70s

Why Olivia isn't sure about men

Ed - this interview starts off rather sexist, it was the 70s I suppose!

Her former fiance, the one time Shadows guitarist Bruce Welch describes her as “the most perfect woman in the world.” Certainly, Olivia Newton-John is a delectable dish. She is the quintessence of the Contemporary Girl: generous mouth, wide blue eyes in an elfin but sensuous face and a slim figure.

With a happy, smiling personality, she strikes you as a fresh Spring daffodil.

She is 24, and for me is the Girl-Most-Likely-To-Make-It among the crop of girl singers who are succeeding Cilla, Lulu, Sandie and Co. in the pop charts. Already she has had several big record hits: If Not For You, Banks of the Ohio and Country Road. She is often on television (this Tuesday in the Jimmy Tarbuck Show, for instance) and has had the accolade of a West End show with Sacha Distel.

She has also had her trials and tribulations. Her four-year engagement to the aforesaid Mr. Welch (she was the co-respondent in his divorce case) ended last year. Two days after the announcement he was rushed to hospital having been found unconscious in his flat by Miss Newton-John. Though plainly upset, she went on stage that evening.

However, she is a resilient lady is “Livvy”, with a mind of her own which she has shown since she went against her parents’ wishes and left school in Melbourne, Australia, to sing for her supper.

She speaks with a slight Aussie accent but in fact she was born in Cambridge, where her father was headmaster of a boy’s school. When she was five the family moved to Melbourne, where her father became a university professor of languages.

“My background is very academic,” she says with a grin. “My grandfather (physicist Max Born) was a Nobel Prize winner as part of the team that split the atom, and my brother is a doctor in Australia. But I was not good at Maths or Science.” Her first break came when she was singing in a coffee bar run by her brother-in-law, and a customer suggested she entered a television pop-song contest. “To my amazement I won it-and the prize was a year’s trip to Britain.”

▸ **GIVEN INFORMATION**:
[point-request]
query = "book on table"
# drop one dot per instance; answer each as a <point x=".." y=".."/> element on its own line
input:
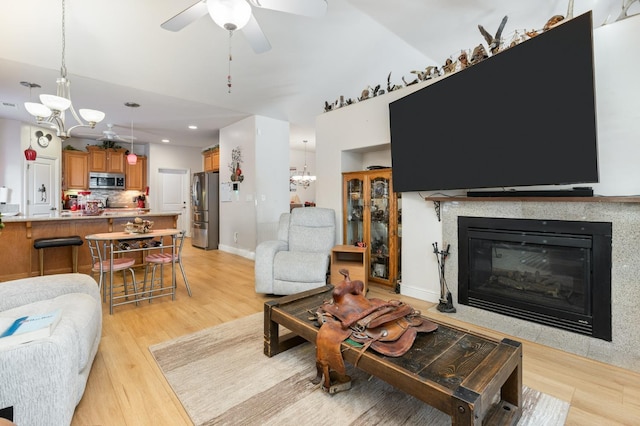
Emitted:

▸ **TO DO**: For each of the following statements, say yes or no as to whether it agrees with the Olivia Newton-John profile, and quote the words from the profile that settle it. 1. Olivia Newton-John was born in Melbourne. 2. Her engagement to Bruce Welch lasted four years. 3. The prize for winning a television pop-song contest was a year's trip to Britain.

▸ **OUTPUT BELOW**:
1. No: "in fact she was born in Cambridge"
2. Yes: "Her four-year engagement to the aforesaid Mr. Welch"
3. Yes: "To my amazement I won it-and the prize was a year’s trip to Britain."